> [WHAT THE TASK ASKS]: Can you convert every line of the items below into a Markdown table with two columns, Row and Content, giving each line its own numbered row and leaving out any blank lines?

══ INFORMATION GIVEN

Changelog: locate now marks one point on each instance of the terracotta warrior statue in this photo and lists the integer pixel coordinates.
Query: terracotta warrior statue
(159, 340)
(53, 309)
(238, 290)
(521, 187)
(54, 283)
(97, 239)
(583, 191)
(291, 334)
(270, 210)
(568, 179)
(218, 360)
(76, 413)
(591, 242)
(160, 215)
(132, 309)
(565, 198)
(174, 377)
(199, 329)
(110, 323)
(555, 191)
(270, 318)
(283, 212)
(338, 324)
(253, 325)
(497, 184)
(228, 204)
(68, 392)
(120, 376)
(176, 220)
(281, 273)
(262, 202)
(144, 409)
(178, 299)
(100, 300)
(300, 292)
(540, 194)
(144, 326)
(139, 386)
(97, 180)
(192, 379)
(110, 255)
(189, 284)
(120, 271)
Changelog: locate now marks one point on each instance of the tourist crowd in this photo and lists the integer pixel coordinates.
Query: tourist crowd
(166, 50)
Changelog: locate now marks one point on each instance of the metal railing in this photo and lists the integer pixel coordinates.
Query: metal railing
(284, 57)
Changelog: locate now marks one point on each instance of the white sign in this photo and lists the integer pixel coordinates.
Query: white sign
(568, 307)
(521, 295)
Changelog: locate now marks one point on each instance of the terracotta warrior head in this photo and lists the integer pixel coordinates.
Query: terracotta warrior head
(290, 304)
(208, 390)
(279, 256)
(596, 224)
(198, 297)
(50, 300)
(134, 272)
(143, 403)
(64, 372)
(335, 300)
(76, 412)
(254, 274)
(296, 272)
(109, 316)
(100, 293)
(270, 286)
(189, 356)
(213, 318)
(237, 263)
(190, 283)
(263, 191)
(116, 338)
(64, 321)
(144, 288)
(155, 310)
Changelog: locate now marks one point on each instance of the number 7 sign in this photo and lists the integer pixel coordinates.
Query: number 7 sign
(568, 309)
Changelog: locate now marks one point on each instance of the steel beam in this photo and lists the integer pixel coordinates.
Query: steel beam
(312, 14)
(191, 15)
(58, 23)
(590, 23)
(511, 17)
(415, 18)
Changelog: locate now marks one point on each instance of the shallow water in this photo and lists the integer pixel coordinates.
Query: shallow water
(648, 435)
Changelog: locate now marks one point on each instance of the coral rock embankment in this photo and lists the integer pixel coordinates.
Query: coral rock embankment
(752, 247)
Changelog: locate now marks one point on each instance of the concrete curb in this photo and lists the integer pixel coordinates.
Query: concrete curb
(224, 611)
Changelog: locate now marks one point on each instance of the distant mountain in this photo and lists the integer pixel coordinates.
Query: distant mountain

════

> [SOLVED PROBLEM]:
| Row | Content |
|---|---|
| 1 | Changelog: locate now marks one point on each instance of the terracotta warrior statue in this photo and lists the integer pixel coordinates. |
| 2 | Query: terracotta warrior statue |
| 3 | (159, 340) |
| 4 | (53, 309) |
| 5 | (238, 290) |
| 6 | (521, 187) |
| 7 | (54, 283) |
| 8 | (97, 239) |
| 9 | (583, 191) |
| 10 | (291, 334) |
| 11 | (270, 210) |
| 12 | (568, 179) |
| 13 | (218, 360) |
| 14 | (76, 413) |
| 15 | (591, 242) |
| 16 | (160, 215) |
| 17 | (132, 309) |
| 18 | (565, 198) |
| 19 | (174, 377) |
| 20 | (199, 329) |
| 21 | (110, 323) |
| 22 | (555, 191) |
| 23 | (270, 318) |
| 24 | (283, 212) |
| 25 | (338, 324) |
| 26 | (253, 325) |
| 27 | (497, 184) |
| 28 | (228, 204) |
| 29 | (68, 392) |
| 30 | (120, 376) |
| 31 | (176, 220) |
| 32 | (281, 273) |
| 33 | (262, 202) |
| 34 | (144, 409) |
| 35 | (178, 299) |
| 36 | (100, 300) |
| 37 | (300, 292) |
| 38 | (540, 194) |
| 39 | (144, 326) |
| 40 | (139, 386) |
| 41 | (97, 180) |
| 42 | (192, 379) |
| 43 | (110, 255) |
| 44 | (189, 284) |
| 45 | (120, 271) |
| 46 | Changelog: locate now marks one point on each instance of the tourist crowd in this photo and lists the integer pixel coordinates. |
| 47 | Query: tourist crowd |
| 48 | (166, 50) |
| 49 | Changelog: locate now marks one point on each instance of the metal railing in this photo and lists the integer pixel coordinates. |
| 50 | Query: metal railing |
| 51 | (284, 57) |
| 52 | Changelog: locate now marks one point on each instance of the white sign in this photo and lists the integer pixel coordinates. |
| 53 | Query: white sign |
| 54 | (568, 307) |
| 55 | (521, 295) |
| 56 | Changelog: locate now marks one point on each instance of the terracotta warrior head in this photo and lists the integer pixel coordinates. |
| 57 | Query: terracotta warrior head |
| 58 | (290, 304) |
| 59 | (208, 390) |
| 60 | (279, 256) |
| 61 | (596, 224) |
| 62 | (198, 297) |
| 63 | (50, 300) |
| 64 | (134, 272) |
| 65 | (143, 403) |
| 66 | (64, 372) |
| 67 | (335, 300) |
| 68 | (76, 412) |
| 69 | (254, 274) |
| 70 | (296, 272) |
| 71 | (109, 316) |
| 72 | (100, 293) |
| 73 | (270, 286) |
| 74 | (189, 356) |
| 75 | (213, 318) |
| 76 | (237, 263) |
| 77 | (190, 283) |
| 78 | (263, 191) |
| 79 | (116, 338) |
| 80 | (64, 321) |
| 81 | (144, 288) |
| 82 | (155, 310) |
| 83 | Changelog: locate now marks one point on each instance of the number 7 sign in this photo and lists the integer pixel coordinates. |
| 84 | Query: number 7 sign |
| 85 | (568, 309) |
| 86 | Changelog: locate now marks one point on each instance of the steel beam in this photo and lists the integer pixel coordinates. |
| 87 | Query: steel beam |
| 88 | (312, 14) |
| 89 | (191, 15) |
| 90 | (58, 23) |
| 91 | (590, 23) |
| 92 | (511, 17) |
| 93 | (415, 18) |
| 94 | Changelog: locate now marks one point on each instance of the shallow water in this photo and lists the integer pixel coordinates. |
| 95 | Query: shallow water |
| 96 | (648, 435) |
| 97 | Changelog: locate now marks one point on each instance of the coral rock embankment in this photo and lists the integer pixel coordinates. |
| 98 | Query: coral rock embankment |
| 99 | (752, 247) |
| 100 | Changelog: locate now marks one point on each instance of the concrete curb in this photo and lists the integer pixel coordinates. |
| 101 | Query: concrete curb |
| 102 | (224, 611) |
| 103 | Changelog: locate now marks one point on each instance of the distant mountain in this photo and lists the integer pixel coordinates. |
| 104 | Query: distant mountain |